### ОТРЫВОК ДЛЯ ЧТЕНИЯ
════

А. Салтыковъ. Германскій нео-консерватизмъ

Отъ редактора. — Эта статья, какъ кажется, скорѣе памятникъ любопытныхъ заблужденій эпохи. Хотя мысль о томъ, что нѣмецкій консерватизмъ могъ пройти какимъ-то инымъ, не хитлеровскимъ путемъ — заманчива.


Пишущему эти строки пришлось недавно совершитъ кратковременную поѣздку по Германіи, и эта поѣздка, давъ новый матеріалъ къ затронутой уже въ «Возрожденіи» темѣ крушенія и возстановленія Европы, доказала вмѣстѣ съ тѣмъ лишній разъ, насколько эта тема въ наши дни актуальна. Она чувствуется и во Франціи, и въ Англіи — не говоря уже объ Италіи, гдѣ она составляетъ главнѣйшее содержаніе національной жизни. Но угроза крушенія и воля къ возстановленію особенно рѣзко бросаются въ глаза именно въ Германіи. Именно то, какъ слагается въ Германіи борьба между этими угрозою и волею, и показываетъ, что заключенная въ ней сила европейскаго консерватизма есть сила отнюдь не реакціонная. Ея главнѣйшимъ символомъ и выразителемъ являются настроенія, чаянія, устремленія, а также и непосредственная работа молодого поколѣнія.

«Мы чувствуемъ всѣми атомами нашего существа, — сказалъ намъ одинъ изъ представителей молодого поколѣнія, — разложеніе уходящей эпохи, чувствуемъ, что эта эпоха минула безвозвратно и ясно сидимъ глубокую черту, отдѣляющую людей «вильгельмовской эры» отъ поколѣнія, пережившаго войну. При этомъ и соціалъ-демократія является съ нашей точки зрѣнія дѣтищемъ вильгельмовской эры. И ничего мы не ожидаемъ отъ тѣхъ или иныхъ измѣненій въ соотношеніи партійныхъ силъ.

Близкія къ вышеизложеннымъ мысли были недавно высказаны и въ обратившей на себя вниманіе статьѣ Эдгара Юнга (въ «Мюнхенеръ Нейесте Нахрихтенъ»). Отмѣчая глубокое буржуазное перерожденіе соціалъ-демократіи (кстати сказать, это тоже одна изъ формъ проявленія европейскаго консервативна, хотя и наименѣе творческая), авторъ объясняетъ сравнительный успѣхъ соціалистовъ на недавнихъ выборахъ тѣмъ, что у соц.-демократіи все же сохранился еще нѣкоторый остатокъ революціонной энергіи, который, по старой памяти, еще дѣйствуетъ на массы, и, въ частности, на молодежь. Нынѣ, болѣе чѣмъ когда-либо, массы и особенно молодое поколѣніе ищутъ водительства, т. е. ощущаютъ потребность въ вождяхъ. Безыдейность, отсутствіе творческихъ идей въ правомъ и вообще буржуазномъ партійномъ лагерѣ ведетъ къ тому, что отъ его вліянія ускользаютъ весьма широкіе круги, настроенное въ наши дни скорѣе консервативно и національно.

════

### ДАННЫЕ
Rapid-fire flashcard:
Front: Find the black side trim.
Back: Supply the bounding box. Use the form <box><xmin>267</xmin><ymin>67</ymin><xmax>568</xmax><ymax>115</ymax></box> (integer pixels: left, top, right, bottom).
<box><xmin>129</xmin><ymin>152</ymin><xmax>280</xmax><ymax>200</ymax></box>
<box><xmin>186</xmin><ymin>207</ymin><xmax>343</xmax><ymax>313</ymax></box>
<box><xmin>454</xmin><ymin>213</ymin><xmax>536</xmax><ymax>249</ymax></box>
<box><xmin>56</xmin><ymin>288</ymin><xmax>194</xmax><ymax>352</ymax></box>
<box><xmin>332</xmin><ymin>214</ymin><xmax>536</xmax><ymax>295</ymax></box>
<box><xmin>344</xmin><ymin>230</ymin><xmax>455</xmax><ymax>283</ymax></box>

════

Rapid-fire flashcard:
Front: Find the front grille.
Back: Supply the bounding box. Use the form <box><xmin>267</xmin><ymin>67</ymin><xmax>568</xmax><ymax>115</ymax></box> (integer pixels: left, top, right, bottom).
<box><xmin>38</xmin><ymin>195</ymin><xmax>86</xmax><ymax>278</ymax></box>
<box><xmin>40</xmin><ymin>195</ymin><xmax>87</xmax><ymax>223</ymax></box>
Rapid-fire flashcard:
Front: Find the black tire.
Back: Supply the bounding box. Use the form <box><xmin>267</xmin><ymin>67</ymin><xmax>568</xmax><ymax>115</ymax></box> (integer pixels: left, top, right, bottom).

════

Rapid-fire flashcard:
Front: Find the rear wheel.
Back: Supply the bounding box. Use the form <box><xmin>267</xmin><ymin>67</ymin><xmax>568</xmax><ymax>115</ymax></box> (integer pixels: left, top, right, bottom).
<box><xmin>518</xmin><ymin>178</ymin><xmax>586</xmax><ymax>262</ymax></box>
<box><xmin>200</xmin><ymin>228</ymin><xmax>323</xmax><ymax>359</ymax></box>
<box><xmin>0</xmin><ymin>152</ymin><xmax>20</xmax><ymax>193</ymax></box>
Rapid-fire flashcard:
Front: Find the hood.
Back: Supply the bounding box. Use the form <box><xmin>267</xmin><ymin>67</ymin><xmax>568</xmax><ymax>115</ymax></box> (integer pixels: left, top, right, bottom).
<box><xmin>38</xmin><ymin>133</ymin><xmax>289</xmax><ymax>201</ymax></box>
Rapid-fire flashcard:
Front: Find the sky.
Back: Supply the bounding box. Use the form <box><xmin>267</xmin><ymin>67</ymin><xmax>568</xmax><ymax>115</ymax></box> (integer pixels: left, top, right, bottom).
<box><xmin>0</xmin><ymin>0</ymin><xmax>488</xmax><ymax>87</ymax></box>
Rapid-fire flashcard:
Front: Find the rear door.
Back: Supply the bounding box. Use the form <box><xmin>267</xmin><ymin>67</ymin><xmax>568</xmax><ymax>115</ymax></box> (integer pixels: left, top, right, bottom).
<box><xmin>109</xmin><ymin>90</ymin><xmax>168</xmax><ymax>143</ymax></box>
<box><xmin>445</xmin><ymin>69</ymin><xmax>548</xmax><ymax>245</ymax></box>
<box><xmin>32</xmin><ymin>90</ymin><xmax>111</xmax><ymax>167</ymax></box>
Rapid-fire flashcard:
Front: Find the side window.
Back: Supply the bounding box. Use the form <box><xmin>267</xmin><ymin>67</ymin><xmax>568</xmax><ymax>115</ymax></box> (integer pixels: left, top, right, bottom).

════

### ЗАДАНИЯ
1 > Выведите дословно часть отрывка о германском неоконсерватизме между словами «А. Салтыковъ. Германскій» и «путемъ — заманчива.» включительно.
2 > Подхватите отрывок о германском неоконсерватизме и напишите его продолжение, начиная сразу после последнего предложения.
Данные к отрывку никакого отношения не имеют.

### ОТВЕТЫ К ЗАДАНИЯМ
1 >
А. Салтыковъ. Германскій нео-консерватизмъ

Отъ редактора. — Эта статья, какъ кажется, скорѣе памятникъ любопытныхъ заблужденій эпохи. Хотя мысль о томъ, что нѣмецкій консерватизмъ могъ пройти какимъ-то инымъ, не хитлеровскимъ путемъ — заманчива.

2 >
Молодое поколѣніе видитъ во всякомъ провалѣ и неудачѣ, вообще во всякимъ ослабленіи существующей системы — путь къ исцѣленію. Въ нѣкоторыхъ своихъ теченіяхъ этотъ нео-германскій консерватизмъ не чуждъ радикализма. Онъ не хочетъ «заплатъ» и компромиссовъ и жаждетъ полнаго обновленія всей національной жизни.

Однимъ изъ основныхъ пунктовъ кристаллизаціи мысли молодой Германіи являются страстныя исканія, направленныя въ сторону созданія «избранныхъ», т. е. органическихъ и жизнеспособныхъ, творческихъ соединствъ, предназначенныхъ замѣнить оказавшуюся въ Германіи мертворожденной «демократію». Такая квинтэссенція всего лучшаго, что есть въ странѣ, — понимается не въ смыслѣ прежней родовой аристократіи, но ея функціи намѣчаются по аналогіи съ функціями послѣдней. «Среди нашихъ правителей», заключаетъ Юнгъ свою статью, «есть немало цѣнныхъ и серьезныхъ людей. Но надъ ними тяготѣетъ законъ массы. Нашъ духовный кризисъ есть вмѣстѣ съ тѣмъ кризисъ народно-біологическій. Рѣчь идетъ о томъ, чтобы какъ-то охватить и выдѣлить кругъ людей, готовыхъ и способныхъ отдать себя, до послѣдняго дыханія, дѣлу новаго формованія нашей національной жизни. Горе нѣмецкому народу — если при наступленіе окончательнаго развала нынѣшней системы у насъ не окажется ни новыхъ людей, ни новыхъ идей и цѣлей, ни, наконецъ, новой воли, чтобы заполнить образовавшійся провалъ».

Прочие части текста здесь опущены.